Source text

# Pot-Roast with Coca-Cola recipe questions



## blucrnwmn (Jan 4, 2007)

Does the caffeine in Coke go away when you cook with it, as in a Pot Roast liquid? Regular Coke and chili sauce make a great base for pot roast liquid, but I was wanting to know about the caffeine...Anyone?

Thanks, 
Lea in Washington State, USA


----------



## stinemates (Jan 4, 2007)

Wow! I have never heard of coke being used before. Can you point me in the direction of a recipe??


----------



## Aurora (Jan 4, 2007)

Ask yourself the question, does caffeine in coffee go away when it is heated?  The hottest scalding coffee served by McDonalds has the same amount of caffeine as iced coffee.  I would assume that soft drinks which include caffeine contain the same amount of caffeine hot or cold.


----------



## blucrnwmn (Jan 4, 2007)

That is what I am thinking, but I was wondering about the source of caffeine in Coke, and if that made any difference...


----------



## Andy M. (Jan 4, 2007)

The caffeine remains, just as it does in coffee. Sorry.


----------



## blucrnwmn (Jan 4, 2007)

It's super easy....Season and brown a standard pot roast on the stove, then put it in the pot roast pan.  Add 1 can Coke, 1 jar Chili sauce--it is over by the Ketchup in the little round jar, or the other chili sauces are by it--don't use the Chili sauce or sweet chili sauce from the oriental/asian section. Add one packet of Onion soup mix, and a cup of water or 2--you want to make a braising liquid, but not drown the roast.  Roast covered in the oven at 350 for 2-3 hours, periodically checking the liquid level.  This is a fun recipe because the base is so easy, and you can feel free to experiment with adding herbs, using garlic or garlic powder, etc.  It also does nice things to the vegetables if you add the carrots, potatoes, and other favorites during the last hour of the cooking!


----------



## blucrnwmn (Jan 4, 2007)

*UPDATE to Recipe...*

I posted this question earlier today because I was planning on cooking the dish tonight.  I had not made this recipe in a while and misjudged some ingredient amounts...the CORRECT liquid is 1 can coke, 1/2 bottle to 1 bottle heinz or farmans chili sauce (not asian-style), and 1/2 packet of onion soup mix....enjoy!


----------



## Barb L. (Jan 4, 2007)

Welcome to DC,  your recipe sounds very good.


----------



## Caine (Jan 4, 2007)

blucrnwmn said:
			
		

> Does the caffeine in Coke go away when you cook with it, as in a Pot Roast liquid?

Request
Duplicate the part of the pot roast thread that runs from "## Aurora (Jan" to "made any difference...".

Dataset excerpt
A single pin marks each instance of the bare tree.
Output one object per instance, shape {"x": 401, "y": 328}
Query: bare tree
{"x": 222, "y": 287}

Solution
## Aurora (Jan 4, 2007)

Ask yourself the question, does caffeine in coffee go away when it is heated?  The hottest scalding coffee served by McDonalds has the same amount of caffeine as iced coffee.  I would assume that soft drinks which include caffeine contain the same amount of caffeine hot or cold.


----------



## blucrnwmn (Jan 4, 2007)

That is what I am thinking, but I was wondering about the source of caffeine in Coke, and if that made any difference...